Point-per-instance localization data
##############################

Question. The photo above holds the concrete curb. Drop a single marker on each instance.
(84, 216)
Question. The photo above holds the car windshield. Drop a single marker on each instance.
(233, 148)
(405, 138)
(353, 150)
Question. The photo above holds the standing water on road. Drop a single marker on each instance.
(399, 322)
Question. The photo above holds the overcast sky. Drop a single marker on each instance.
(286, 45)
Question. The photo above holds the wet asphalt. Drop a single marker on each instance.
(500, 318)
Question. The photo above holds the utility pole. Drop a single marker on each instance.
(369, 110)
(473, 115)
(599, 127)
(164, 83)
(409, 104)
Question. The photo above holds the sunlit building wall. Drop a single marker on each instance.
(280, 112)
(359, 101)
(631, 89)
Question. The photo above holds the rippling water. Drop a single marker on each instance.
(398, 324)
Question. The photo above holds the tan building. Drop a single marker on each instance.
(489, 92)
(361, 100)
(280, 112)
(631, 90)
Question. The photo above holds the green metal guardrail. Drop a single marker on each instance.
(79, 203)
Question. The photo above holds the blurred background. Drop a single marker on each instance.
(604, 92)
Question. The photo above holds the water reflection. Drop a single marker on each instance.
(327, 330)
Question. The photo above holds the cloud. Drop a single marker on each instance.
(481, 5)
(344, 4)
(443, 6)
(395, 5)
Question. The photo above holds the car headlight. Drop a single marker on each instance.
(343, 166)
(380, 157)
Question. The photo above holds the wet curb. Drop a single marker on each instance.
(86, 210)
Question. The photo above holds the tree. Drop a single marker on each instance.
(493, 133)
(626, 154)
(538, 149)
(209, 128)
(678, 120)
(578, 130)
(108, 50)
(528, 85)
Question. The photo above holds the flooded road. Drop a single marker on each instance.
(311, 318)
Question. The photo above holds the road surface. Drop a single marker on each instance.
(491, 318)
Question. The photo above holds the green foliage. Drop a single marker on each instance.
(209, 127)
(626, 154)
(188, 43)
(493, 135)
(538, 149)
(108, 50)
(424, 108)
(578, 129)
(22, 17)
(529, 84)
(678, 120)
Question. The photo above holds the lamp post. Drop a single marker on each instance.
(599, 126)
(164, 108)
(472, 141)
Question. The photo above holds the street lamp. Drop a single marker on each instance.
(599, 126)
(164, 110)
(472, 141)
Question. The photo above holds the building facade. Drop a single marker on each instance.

##############################

__Instructions for the task__.
Could you copy every record above exactly as it stands?

__Reply__.
Question. The photo above holds the concrete curb. Drop a single marker on each instance.
(84, 216)
Question. The photo above holds the car windshield. Drop a single marker on each instance.
(233, 148)
(405, 138)
(353, 150)
Question. The photo above holds the standing water on road. Drop a single marker on each instance.
(399, 322)
Question. The photo above holds the overcast sky. Drop a single marker on each instance.
(286, 45)
Question. The photo above holds the wet asphalt. Drop a single marker on each instance.
(500, 318)
Question. The photo above holds the utility pole. Drop a single marker on each instance.
(369, 110)
(473, 115)
(599, 127)
(164, 83)
(409, 104)
Question. The photo above holds the sunlit building wall. Drop a single marker on each instance.
(280, 112)
(359, 101)
(631, 89)
Question. The photo above holds the rippling water. Drop a single marker on each instance.
(398, 324)
Question. The photo above holds the tan building. Drop a single marker on each instance.
(489, 92)
(361, 100)
(280, 112)
(631, 90)
Question. The photo above holds the green metal guardrail. Drop a single marker on each instance.
(79, 203)
Question. The photo above holds the blurred background. Drop a single marker on each instance.
(604, 92)
Question. The photo above holds the water reflection. Drop a single marker on each instance.
(327, 330)
Question. The photo above holds the cloud. Drop a single marker on each instance.
(481, 5)
(344, 4)
(443, 6)
(395, 5)
Question. The photo above holds the car headlight. Drop a single marker on each instance.
(343, 166)
(380, 157)
Question. The photo above holds the wet curb. Drop a single marker on each instance.
(86, 210)
Question. The photo above holds the tree. Drop a single marker on each instance.
(493, 133)
(626, 154)
(538, 149)
(209, 128)
(678, 120)
(578, 130)
(108, 50)
(528, 85)
Question. The photo above holds the flooded road. Drop a single marker on each instance.
(311, 318)
Question. The photo above holds the road surface. Drop a single marker on each instance.
(491, 318)
Question. The photo above holds the green foliage. Drop a single marker on each instance.
(209, 127)
(626, 154)
(188, 43)
(493, 135)
(538, 149)
(108, 50)
(424, 108)
(578, 129)
(22, 17)
(529, 84)
(678, 120)
Question. The photo above holds the lamp post. Drop a single marker on each instance.
(599, 126)
(164, 108)
(472, 141)
Question. The photo above holds the street lamp. Drop a single marker on each instance.
(599, 126)
(164, 110)
(472, 141)
Question. The photo above holds the building facade. Drop a single marker on each instance.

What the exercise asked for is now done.